:: Data records ::
———

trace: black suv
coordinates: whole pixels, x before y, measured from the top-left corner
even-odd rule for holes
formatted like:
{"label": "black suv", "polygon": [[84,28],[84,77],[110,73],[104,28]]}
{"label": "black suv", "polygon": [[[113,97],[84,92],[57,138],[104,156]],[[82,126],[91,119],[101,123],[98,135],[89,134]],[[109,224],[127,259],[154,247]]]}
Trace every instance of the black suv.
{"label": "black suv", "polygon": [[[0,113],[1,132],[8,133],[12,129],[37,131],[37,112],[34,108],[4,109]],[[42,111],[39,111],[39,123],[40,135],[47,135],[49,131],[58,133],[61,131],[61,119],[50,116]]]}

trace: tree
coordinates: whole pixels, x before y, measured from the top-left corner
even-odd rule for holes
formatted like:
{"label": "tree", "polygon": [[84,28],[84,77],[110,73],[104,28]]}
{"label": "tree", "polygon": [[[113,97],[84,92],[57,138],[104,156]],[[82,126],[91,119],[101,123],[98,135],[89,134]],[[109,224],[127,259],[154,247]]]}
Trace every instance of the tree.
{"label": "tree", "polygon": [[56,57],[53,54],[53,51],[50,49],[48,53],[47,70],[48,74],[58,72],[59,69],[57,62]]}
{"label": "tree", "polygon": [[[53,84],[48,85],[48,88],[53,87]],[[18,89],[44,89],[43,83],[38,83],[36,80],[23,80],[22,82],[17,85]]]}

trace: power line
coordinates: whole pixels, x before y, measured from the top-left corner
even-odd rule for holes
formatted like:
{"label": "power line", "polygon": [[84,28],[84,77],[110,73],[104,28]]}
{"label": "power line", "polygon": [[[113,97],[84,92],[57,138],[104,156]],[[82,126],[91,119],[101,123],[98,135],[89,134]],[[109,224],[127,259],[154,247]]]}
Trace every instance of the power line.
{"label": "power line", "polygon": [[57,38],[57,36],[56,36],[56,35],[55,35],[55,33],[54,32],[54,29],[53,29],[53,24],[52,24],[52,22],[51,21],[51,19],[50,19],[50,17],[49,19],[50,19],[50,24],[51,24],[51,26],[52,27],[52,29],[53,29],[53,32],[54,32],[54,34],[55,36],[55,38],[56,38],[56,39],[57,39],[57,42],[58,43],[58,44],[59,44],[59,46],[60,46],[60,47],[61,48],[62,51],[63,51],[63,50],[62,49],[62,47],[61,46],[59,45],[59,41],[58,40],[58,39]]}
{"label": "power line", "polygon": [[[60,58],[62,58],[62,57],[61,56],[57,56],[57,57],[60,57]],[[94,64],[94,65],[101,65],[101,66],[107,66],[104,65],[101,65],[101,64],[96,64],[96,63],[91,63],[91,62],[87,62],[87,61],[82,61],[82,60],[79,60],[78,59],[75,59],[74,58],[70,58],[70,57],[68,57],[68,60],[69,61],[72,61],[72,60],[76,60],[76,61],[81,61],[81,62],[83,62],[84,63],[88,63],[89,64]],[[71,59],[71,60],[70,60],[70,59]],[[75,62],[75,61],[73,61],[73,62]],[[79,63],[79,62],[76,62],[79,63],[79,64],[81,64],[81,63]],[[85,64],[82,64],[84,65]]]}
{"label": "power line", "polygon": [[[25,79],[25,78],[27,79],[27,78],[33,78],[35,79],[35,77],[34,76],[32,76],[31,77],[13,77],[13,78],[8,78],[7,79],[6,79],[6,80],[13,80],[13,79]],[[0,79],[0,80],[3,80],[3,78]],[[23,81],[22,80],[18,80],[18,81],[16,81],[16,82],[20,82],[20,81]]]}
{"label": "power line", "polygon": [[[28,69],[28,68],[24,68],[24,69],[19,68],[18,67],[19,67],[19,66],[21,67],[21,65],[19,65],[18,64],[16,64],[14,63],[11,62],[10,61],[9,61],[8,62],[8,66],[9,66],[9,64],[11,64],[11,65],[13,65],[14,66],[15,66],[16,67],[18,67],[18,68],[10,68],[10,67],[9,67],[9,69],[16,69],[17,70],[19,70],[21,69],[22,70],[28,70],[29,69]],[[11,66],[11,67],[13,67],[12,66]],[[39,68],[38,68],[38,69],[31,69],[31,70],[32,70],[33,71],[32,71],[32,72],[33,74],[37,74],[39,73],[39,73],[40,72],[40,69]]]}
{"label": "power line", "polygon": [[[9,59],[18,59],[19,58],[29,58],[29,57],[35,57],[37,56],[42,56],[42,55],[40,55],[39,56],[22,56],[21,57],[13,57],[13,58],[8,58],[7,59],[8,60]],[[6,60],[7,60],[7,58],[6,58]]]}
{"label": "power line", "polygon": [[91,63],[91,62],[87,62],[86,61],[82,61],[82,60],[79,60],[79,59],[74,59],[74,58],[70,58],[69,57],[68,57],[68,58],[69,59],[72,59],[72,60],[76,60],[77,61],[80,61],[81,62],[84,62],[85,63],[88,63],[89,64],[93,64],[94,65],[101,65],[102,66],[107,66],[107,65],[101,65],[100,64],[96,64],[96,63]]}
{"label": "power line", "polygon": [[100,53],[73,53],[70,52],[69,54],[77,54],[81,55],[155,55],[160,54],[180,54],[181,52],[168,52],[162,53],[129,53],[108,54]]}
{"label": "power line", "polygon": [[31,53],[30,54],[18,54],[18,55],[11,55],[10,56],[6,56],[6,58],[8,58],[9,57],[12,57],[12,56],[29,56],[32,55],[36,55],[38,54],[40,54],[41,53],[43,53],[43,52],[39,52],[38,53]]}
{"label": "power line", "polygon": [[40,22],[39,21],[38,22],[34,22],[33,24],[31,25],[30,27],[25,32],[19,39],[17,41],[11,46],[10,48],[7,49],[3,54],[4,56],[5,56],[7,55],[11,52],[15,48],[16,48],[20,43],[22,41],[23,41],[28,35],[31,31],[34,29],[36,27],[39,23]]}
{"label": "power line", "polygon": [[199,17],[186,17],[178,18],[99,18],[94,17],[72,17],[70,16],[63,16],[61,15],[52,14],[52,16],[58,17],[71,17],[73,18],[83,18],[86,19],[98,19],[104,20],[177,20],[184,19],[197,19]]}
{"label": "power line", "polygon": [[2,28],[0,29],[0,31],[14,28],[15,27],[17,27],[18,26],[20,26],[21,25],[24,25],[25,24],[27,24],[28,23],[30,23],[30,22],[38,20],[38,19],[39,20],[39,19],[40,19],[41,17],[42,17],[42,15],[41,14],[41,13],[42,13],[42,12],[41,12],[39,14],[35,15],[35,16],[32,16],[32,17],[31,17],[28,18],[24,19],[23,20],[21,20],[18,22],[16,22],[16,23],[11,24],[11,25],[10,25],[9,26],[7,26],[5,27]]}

———

:: Problem description ::
Extract all lines in the rows above that contain the string "every". Case counts.

:: Final result ::
Trace every instance of the black suv.
Trace every instance of the tree.
Trace every instance of the power line.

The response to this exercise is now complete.